Labeled-object pointing entries
##########

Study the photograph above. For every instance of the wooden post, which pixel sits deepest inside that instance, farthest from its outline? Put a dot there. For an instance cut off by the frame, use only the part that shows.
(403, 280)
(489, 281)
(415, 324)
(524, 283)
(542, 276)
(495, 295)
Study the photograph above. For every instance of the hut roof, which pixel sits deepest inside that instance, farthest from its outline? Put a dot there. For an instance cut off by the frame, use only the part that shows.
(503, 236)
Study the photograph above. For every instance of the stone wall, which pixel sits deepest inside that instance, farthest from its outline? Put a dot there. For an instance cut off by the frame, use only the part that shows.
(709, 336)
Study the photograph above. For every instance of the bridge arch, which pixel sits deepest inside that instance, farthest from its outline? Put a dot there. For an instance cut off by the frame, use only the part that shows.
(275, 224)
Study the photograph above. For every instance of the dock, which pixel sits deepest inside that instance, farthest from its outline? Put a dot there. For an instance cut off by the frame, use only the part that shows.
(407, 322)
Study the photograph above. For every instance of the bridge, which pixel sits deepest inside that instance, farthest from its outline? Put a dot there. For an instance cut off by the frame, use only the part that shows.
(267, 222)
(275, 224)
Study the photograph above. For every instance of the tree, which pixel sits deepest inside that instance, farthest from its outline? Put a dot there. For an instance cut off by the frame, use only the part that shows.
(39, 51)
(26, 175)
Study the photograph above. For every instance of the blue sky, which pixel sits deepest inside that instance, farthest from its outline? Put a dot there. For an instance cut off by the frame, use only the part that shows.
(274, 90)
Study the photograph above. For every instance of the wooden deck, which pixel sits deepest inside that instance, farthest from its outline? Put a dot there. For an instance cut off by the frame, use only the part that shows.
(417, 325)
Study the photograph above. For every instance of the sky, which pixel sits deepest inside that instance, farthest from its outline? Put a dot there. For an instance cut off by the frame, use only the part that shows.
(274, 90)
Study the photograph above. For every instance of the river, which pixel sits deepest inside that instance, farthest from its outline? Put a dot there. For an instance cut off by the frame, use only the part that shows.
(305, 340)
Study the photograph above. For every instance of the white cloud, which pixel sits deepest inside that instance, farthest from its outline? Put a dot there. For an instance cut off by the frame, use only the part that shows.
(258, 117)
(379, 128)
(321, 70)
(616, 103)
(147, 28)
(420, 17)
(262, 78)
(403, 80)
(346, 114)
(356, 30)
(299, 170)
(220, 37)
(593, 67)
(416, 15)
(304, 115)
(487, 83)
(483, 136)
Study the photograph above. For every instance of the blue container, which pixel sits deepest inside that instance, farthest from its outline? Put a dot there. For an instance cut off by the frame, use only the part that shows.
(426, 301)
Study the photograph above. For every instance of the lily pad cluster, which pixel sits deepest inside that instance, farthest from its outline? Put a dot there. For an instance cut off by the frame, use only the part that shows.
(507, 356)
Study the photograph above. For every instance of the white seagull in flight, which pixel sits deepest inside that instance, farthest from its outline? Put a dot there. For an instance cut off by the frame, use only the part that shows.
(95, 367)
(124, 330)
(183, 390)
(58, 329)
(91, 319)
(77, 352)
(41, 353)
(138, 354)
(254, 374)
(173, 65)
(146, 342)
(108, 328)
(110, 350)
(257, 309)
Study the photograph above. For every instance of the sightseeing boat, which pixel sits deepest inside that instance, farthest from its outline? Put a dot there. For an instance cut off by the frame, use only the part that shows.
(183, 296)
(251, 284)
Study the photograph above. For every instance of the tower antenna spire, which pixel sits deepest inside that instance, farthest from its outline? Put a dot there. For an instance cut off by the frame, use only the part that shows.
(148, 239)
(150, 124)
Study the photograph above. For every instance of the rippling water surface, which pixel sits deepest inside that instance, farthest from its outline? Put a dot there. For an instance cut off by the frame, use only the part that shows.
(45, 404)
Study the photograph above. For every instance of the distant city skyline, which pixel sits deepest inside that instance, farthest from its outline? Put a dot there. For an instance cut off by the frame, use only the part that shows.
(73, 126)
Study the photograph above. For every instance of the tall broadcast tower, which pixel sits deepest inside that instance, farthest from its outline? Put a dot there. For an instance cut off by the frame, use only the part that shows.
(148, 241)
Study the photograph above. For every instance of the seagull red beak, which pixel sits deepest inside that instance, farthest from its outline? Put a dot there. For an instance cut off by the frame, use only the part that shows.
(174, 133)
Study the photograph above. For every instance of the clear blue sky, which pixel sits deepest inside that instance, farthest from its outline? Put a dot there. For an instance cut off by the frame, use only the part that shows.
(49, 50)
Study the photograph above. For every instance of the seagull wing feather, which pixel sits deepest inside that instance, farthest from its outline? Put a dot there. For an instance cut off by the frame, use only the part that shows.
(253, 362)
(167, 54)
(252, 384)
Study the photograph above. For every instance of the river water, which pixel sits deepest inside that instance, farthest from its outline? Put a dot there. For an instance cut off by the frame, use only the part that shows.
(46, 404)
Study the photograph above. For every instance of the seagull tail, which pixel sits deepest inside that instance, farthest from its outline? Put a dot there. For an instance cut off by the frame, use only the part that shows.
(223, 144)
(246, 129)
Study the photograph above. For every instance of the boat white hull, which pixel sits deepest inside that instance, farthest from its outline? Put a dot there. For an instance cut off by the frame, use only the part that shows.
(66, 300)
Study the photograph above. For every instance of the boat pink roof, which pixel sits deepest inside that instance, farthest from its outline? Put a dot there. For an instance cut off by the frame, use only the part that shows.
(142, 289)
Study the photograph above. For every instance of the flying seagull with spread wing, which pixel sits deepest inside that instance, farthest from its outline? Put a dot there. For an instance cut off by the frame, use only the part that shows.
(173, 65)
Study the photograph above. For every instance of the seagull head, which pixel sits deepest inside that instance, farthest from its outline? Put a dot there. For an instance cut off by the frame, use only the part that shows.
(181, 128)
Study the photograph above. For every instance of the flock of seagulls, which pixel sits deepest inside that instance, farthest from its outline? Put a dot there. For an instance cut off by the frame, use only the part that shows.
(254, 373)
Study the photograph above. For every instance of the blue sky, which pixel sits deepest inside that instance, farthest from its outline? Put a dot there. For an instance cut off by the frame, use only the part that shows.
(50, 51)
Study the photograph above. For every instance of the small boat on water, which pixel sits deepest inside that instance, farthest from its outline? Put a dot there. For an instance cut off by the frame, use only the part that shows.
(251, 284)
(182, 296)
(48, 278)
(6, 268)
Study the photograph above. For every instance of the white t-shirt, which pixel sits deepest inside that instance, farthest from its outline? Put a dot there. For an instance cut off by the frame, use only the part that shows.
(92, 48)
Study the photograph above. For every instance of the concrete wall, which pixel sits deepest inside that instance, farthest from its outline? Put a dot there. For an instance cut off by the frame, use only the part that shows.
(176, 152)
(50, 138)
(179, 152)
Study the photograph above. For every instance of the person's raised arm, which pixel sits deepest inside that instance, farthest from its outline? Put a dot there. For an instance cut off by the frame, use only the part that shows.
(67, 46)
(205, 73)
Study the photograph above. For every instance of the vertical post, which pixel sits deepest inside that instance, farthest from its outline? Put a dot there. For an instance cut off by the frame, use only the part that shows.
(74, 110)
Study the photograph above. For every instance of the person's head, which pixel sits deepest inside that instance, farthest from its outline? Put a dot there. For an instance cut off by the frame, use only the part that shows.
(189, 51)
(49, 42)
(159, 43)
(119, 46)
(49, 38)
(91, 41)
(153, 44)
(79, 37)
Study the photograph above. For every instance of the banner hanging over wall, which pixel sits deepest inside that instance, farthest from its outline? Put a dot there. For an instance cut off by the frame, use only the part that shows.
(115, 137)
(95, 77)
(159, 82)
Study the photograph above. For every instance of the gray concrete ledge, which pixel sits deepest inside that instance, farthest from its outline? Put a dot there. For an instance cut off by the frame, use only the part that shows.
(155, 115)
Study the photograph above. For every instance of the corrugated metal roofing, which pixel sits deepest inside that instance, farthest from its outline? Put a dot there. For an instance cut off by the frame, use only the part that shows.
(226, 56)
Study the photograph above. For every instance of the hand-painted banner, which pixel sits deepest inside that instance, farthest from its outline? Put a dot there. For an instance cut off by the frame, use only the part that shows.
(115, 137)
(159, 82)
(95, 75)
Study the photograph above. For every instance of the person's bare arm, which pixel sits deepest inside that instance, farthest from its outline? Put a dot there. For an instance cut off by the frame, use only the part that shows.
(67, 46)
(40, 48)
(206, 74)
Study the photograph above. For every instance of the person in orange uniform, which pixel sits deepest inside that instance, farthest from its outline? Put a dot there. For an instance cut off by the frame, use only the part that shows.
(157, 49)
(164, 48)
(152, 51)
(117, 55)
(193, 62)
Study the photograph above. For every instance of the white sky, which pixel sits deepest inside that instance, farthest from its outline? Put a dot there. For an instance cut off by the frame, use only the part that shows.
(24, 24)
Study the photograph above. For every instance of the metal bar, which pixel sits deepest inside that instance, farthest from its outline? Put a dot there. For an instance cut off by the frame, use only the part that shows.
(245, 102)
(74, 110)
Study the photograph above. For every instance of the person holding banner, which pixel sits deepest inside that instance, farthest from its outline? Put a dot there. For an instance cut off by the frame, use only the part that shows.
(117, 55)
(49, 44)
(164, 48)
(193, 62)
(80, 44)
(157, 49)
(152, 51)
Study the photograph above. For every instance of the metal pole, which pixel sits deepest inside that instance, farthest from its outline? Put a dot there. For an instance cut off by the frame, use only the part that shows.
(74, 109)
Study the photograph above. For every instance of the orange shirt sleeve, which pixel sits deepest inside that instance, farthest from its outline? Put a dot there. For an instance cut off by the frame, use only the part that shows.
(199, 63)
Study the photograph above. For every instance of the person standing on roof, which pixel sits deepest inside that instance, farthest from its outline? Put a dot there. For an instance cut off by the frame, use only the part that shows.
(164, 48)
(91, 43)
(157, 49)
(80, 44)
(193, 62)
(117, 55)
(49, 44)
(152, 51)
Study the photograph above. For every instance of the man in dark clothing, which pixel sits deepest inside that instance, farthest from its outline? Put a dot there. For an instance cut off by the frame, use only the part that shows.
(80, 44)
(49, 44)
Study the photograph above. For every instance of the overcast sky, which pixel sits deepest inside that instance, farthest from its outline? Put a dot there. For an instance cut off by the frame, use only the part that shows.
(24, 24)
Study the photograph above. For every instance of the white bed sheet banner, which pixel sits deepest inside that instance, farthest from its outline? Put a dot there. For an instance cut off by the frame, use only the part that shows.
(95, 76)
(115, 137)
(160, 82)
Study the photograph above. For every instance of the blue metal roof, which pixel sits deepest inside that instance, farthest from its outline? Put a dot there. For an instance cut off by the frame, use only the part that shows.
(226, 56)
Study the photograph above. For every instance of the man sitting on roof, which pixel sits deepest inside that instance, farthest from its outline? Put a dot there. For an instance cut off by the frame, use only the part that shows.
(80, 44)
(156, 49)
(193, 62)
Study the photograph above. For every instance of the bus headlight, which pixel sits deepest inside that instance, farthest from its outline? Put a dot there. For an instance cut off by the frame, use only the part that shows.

##########

*Problem statement*
Extract the lines above from the one containing "Study the photograph above. For every instance of the overcast" to the last line, both included, exactly as written.

*Result for this task*
Study the photograph above. For every instance of the overcast sky, which pixel sits deepest inside that instance, farthest from its outline? Put a dot there. For an instance cut off by the frame, use only the part that shows.
(24, 24)
Study the photograph above. For every instance of the white bed sheet banner, which pixel sits deepest inside that instance, farthest from its outline? Put a dot there. For an instance cut off by the frame, use only the part that shows.
(95, 76)
(115, 137)
(160, 82)
Study the photograph above. For every instance of the blue metal roof, which pixel sits deepest inside that instance, farthest from its outline? Put a dot there. For an instance cut off by the frame, use only the part that shows.
(226, 56)
Study the photograph above. For every instance of the man sitting on roof, which pixel sits deepest inside that instance, farthest from its outline? Put a dot there. For an instance cut off by the frame, use only the part that shows.
(80, 44)
(156, 49)
(193, 62)
Study the photograph above. For every instance of the bus headlight, which pixel sits deepest inside that instance, farthest from its outline? Put a dot there. For an instance cut off by the frame, use only the part that shows.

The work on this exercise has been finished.